*** THE DATA ***

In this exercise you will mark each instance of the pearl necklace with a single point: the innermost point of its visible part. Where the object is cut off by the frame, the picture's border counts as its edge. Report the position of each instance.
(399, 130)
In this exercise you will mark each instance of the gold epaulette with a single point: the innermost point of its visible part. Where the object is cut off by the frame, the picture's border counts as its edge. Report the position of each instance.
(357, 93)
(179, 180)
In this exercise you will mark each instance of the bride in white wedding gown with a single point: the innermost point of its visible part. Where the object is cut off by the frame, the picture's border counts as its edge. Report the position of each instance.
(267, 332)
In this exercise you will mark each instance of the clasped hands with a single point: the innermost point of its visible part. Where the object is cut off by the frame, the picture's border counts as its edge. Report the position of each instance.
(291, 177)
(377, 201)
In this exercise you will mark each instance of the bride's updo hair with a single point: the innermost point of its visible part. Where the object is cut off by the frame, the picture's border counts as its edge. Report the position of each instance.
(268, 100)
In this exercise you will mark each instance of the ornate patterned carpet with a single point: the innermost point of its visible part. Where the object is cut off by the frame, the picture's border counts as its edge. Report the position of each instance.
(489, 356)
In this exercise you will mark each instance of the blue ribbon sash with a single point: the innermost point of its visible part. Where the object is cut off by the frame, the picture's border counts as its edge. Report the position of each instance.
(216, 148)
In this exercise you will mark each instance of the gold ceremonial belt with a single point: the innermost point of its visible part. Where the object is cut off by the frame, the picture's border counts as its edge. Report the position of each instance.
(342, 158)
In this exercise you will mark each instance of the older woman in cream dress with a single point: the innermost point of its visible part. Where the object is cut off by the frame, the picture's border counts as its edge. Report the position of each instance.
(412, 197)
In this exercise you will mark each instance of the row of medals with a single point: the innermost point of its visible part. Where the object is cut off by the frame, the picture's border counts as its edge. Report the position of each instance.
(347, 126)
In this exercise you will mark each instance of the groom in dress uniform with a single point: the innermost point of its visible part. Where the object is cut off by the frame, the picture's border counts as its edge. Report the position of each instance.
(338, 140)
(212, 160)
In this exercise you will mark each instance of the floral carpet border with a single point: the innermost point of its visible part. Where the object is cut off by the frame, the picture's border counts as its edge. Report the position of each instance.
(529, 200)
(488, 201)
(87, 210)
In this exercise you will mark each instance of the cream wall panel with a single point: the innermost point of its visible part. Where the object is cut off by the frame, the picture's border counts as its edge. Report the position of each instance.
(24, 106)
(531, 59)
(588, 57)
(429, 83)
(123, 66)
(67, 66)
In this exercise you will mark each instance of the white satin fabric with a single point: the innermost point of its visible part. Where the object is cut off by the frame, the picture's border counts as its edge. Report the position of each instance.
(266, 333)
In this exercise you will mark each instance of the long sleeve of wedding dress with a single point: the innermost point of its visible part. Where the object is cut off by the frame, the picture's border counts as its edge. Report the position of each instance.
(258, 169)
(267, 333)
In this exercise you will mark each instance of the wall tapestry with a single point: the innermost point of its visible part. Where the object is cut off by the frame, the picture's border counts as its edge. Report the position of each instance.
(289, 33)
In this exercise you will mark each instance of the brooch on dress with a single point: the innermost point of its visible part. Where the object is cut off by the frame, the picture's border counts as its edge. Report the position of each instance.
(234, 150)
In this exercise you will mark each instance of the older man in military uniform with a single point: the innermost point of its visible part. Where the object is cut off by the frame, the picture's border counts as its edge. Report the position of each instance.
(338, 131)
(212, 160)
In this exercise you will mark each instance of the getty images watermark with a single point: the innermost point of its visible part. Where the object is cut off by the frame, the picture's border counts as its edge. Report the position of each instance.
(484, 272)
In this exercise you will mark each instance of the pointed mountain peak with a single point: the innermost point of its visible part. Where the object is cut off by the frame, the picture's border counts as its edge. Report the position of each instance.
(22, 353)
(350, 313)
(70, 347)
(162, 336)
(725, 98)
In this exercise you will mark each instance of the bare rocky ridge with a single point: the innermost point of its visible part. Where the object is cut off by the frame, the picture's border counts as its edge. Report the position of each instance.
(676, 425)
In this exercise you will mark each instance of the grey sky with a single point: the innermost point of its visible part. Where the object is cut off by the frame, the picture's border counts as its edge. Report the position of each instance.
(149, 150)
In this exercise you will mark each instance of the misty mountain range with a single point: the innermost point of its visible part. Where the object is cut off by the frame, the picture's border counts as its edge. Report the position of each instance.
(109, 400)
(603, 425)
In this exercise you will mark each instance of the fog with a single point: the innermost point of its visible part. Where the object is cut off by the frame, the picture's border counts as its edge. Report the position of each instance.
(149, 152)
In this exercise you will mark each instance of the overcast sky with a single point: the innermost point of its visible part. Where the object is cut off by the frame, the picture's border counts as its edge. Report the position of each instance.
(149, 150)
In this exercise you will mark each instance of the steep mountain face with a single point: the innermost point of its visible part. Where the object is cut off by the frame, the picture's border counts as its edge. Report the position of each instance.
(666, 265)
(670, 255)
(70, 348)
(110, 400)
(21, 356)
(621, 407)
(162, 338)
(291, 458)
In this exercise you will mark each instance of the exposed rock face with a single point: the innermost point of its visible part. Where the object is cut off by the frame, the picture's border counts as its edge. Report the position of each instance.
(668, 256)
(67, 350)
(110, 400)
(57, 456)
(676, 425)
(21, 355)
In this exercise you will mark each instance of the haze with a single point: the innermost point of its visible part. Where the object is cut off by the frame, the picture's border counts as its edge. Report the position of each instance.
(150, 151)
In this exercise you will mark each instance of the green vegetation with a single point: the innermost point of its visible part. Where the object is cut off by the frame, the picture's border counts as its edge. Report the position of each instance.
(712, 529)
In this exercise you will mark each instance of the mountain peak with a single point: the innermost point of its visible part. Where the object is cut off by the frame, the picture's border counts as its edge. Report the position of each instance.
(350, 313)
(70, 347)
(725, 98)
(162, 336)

*** End of THE DATA ***

→ PROBLEM TO WORK ON
Word for word, give back all the lines above.

→ TASK RESPONSE
In this exercise you will mark each instance of the pearl necklace with a single point: the innermost point of its visible part. Where the object is cut off by the frame, the picture's border counts as its edge. Report the position of each instance.
(399, 130)
In this exercise you will mark each instance of the gold epaulette with a single point: the innermost point of its visible part. Where the object is cut off by the frame, the picture's border counts as its edge. Report the position of each instance.
(357, 93)
(179, 180)
In this exercise you will mark each instance of the bride in white wedding gown with a single point: the innermost point of its visible part. Where the object is cut off by the frame, the picture's border counts as its edge. Report the position of each instance.
(267, 332)
In this exercise you will mark each instance of the clasped hands with a single point: the innermost point of its visible part. Where the object is cut off by the frame, the picture's border counts as its edge. Report the position of each instance.
(291, 177)
(377, 201)
In this exercise you will mark each instance of the bride's updo hair with a single point: the innermost point of its visible part. Where the object is cut off by the frame, the picture's border counts as its edge. Report the position of each instance.
(268, 100)
In this exercise you will mark each instance of the ornate patterned carpet with a single point: the innermost point of its visible part. Where the object is cut off by the frame, the picture's border counts as its edge. Report the position of each instance.
(489, 356)
In this exercise you will mark each instance of the blue ribbon sash with a single point: the innermost point of its visible part. Where the object is cut off by the frame, the picture's border counts as its edge. Report the position of each instance.
(216, 148)
In this exercise you will mark each instance of the gold ceremonial belt with a single point: the innermost point of its visible part. Where the object is cut off by the frame, the picture's border counts as its edge. Report the position of each instance.
(342, 158)
In this exercise you will mark each instance of the older woman in cream dress with a single point: the innermost point of its visible part. Where the object is cut off by the frame, the picture's border counts as its edge. Report the position of each instance.
(412, 197)
In this exercise you will mark each instance of the row of medals with a single point: the innermost point of its visible part. Where the object is cut off by the frame, the picture's border counts as its edge. Report the position of each instance.
(347, 126)
In this exercise you will mark each instance of the groom in dress uniform with a single point: the innermost point of its visible part. Where the object is cut off by the frame, the picture's border counts as its edge. Report the position of each instance.
(338, 140)
(212, 160)
In this exercise you will mark each instance of the floral carpet border with a single point: the innermost point of its visible part. Where the object is cut off by the frame, the picture's border counts as its edge. Report the position of each instance.
(529, 200)
(488, 201)
(87, 210)
In this exercise you will mark each instance of the cream wall panel with a single point: the innermost point of its visible part. Where the object is cut off by the frame, the picture's border counts as its edge. Report the position of each instance.
(24, 106)
(531, 59)
(588, 57)
(429, 83)
(123, 66)
(67, 66)
In this exercise you will mark each instance of the white satin fabric with a single point: the innermost point of its visible part. Where the object is cut off by the frame, the picture's border counts as its edge. Report the position of each instance.
(266, 333)
In this exercise you will mark each instance of the long sleeve of wedding dress with a single point: the innermost point of its visible part. Where the object is cut off by the frame, the picture's border counts as its edge. Report the position of each instance.
(258, 169)
(267, 333)
In this exercise you will mark each instance of the wall tapestry with a single point: the innermost point of its visible part. Where the object is cut off by the frame, the picture's border counts as its edge. Report the position of each instance.
(289, 33)
In this exercise you will mark each instance of the brooch on dress with a single point: the innermost point of its visible part. Where the object is cut off by the frame, the picture's border counts as its edge. Report the position of each instance.
(234, 150)
In this exercise you will mark each instance of the older man in military uniform with a single point: the innermost point of its visible part. Where the object is cut off by the frame, the picture's border counts as its edge. Report the position of each instance.
(338, 131)
(212, 160)
In this exercise you will mark each instance of the getty images watermark with a single point: the innermost point of its visible part. Where the object is cut off by the frame, the picture's border counts as its edge. Report the position of each instance.
(484, 272)
In this exercise you will mark each instance of the pointed mountain peak with a single point: the innermost point of its visible part. Where the object is cut off by the frame, the picture's border counts as its edge. Report the position of each instance.
(22, 353)
(350, 313)
(70, 347)
(162, 336)
(725, 98)
In this exercise you will mark each instance of the bare rocky ridge with a single point: the innermost point of its visible part. Where the object is cut off by the frame, the picture's border counts as its edge. Report the position of each instance.
(676, 425)
In this exercise you will mark each instance of the grey sky with a single point: the innermost point of its visible part. Where the object is cut off by the frame, the picture's border counts as its edge. Report the position of each instance.
(149, 150)
In this exercise you will mark each instance of the misty mountain range with a single point: the innermost point of its visible part. Where the object is cut off by the frame, the picture's border counts as its edge. Report the position of each instance.
(109, 400)
(603, 425)
In this exercise you will mark each instance of the fog with a single point: the innermost point of its visible part. Where the object is cut off by the frame, the picture's border counts as its edge. Report the position of each instance.
(149, 152)
In this exercise you will mark each instance of the overcast sky with a single point: the innermost point of its visible part. Where the object is cut off by the frame, the picture's border counts as its edge. Report the position of each instance.
(149, 150)
In this exercise you will mark each instance of the steep mountain face with a single point: the innermost point of its visible part. Where the object is cut off by the frame, the picture's border counts as its edge. Report the position of each instance.
(666, 265)
(670, 255)
(70, 348)
(110, 400)
(21, 356)
(621, 407)
(162, 338)
(291, 458)
In this exercise you will mark each instance of the exposed rock face with a single point: the innermost point of its visible part. Where the object is cut off by the frame, the picture's border counts as its edge. Report the position of each instance.
(668, 256)
(67, 350)
(110, 400)
(57, 456)
(676, 425)
(21, 355)
In this exercise you will mark each instance of the haze with a single point: the innermost point of its visible part. Where the object is cut off by the frame, the picture's border counts as its edge. Report the position of each instance.
(150, 151)
In this exercise you will mark each instance of the green vegetation with a single point: the innermost point of its visible part. Where the object is cut off by the frame, the picture's border counts as its edge. Report the position of each instance.
(712, 529)
In this exercise you will mark each instance of the mountain peak with a single point: the innermost point of its visible part. Where the object is cut off by the frame, the picture's border counts as its edge. Report the position of each instance.
(350, 313)
(70, 347)
(725, 98)
(162, 336)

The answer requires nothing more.